## DATA ENTRIES
——————

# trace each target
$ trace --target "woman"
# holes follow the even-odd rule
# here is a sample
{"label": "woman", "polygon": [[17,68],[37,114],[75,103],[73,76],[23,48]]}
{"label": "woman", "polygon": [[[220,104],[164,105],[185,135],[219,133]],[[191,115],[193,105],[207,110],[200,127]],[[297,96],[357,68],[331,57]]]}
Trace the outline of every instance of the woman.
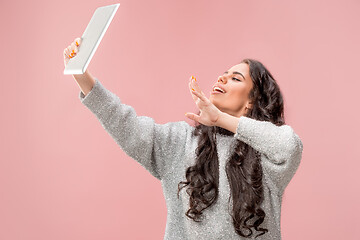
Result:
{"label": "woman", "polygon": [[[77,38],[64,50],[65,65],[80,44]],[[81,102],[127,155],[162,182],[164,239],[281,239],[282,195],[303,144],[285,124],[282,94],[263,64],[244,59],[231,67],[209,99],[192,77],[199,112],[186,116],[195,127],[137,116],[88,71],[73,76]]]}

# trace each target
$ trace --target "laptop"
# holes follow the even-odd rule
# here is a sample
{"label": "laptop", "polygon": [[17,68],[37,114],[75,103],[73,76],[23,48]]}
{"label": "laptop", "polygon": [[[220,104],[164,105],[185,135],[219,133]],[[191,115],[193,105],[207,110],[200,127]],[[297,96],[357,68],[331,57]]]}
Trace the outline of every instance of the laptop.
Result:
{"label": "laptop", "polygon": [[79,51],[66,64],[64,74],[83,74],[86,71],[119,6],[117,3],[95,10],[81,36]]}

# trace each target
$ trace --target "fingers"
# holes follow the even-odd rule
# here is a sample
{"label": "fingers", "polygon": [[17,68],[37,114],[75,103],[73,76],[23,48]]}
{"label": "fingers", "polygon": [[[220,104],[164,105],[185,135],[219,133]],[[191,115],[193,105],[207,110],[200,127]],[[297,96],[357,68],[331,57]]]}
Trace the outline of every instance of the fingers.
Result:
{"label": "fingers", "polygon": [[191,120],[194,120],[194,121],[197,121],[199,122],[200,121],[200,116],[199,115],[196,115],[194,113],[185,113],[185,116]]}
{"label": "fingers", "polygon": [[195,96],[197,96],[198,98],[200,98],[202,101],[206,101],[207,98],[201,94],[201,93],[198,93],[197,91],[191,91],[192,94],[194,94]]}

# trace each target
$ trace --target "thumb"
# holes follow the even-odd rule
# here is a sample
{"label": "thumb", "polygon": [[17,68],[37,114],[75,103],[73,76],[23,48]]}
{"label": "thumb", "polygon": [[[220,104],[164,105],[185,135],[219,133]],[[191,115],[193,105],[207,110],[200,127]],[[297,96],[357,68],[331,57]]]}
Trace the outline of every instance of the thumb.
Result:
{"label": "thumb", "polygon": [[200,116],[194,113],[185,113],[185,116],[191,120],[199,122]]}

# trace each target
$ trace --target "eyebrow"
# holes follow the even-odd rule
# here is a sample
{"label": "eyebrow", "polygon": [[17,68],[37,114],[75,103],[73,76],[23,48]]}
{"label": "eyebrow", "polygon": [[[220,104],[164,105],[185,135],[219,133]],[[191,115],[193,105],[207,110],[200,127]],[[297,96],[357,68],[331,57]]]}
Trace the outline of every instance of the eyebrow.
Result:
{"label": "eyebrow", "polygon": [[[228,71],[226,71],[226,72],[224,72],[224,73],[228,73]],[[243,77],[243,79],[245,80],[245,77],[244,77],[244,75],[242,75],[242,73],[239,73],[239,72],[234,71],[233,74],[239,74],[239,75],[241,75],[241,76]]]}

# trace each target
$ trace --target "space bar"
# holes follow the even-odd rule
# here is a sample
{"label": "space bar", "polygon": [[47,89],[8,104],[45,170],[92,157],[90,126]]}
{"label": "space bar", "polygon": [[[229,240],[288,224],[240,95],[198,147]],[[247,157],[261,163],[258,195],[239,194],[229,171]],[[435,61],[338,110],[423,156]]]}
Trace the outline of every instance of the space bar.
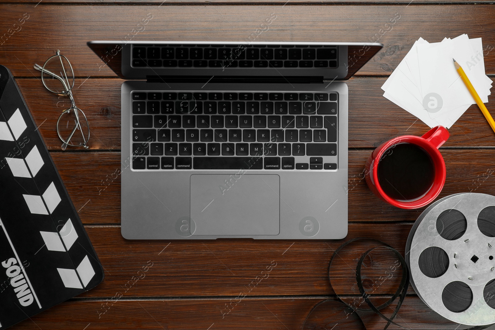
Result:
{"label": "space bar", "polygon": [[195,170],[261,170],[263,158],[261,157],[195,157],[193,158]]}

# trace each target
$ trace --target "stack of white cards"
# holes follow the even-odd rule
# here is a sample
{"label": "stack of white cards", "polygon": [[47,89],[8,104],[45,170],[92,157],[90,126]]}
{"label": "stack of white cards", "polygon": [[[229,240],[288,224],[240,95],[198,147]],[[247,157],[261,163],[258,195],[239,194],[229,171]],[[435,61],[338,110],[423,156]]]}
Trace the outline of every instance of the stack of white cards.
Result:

——————

## WHAT YOU NEED TO DO
Pull out each line in the records above that contains the string "outline".

## FULL SOLUTION
Trace the outline of every instance of the woman.
Trace the outline of every instance of the laptop.
Trace the outline of every instance of the fingers.
Trace the outline of every instance of the thumb.
Trace the outline of every instance of the eyebrow.
Trace the outline of every instance of the space bar.
Trace the outline of every instance of the stack of white cards.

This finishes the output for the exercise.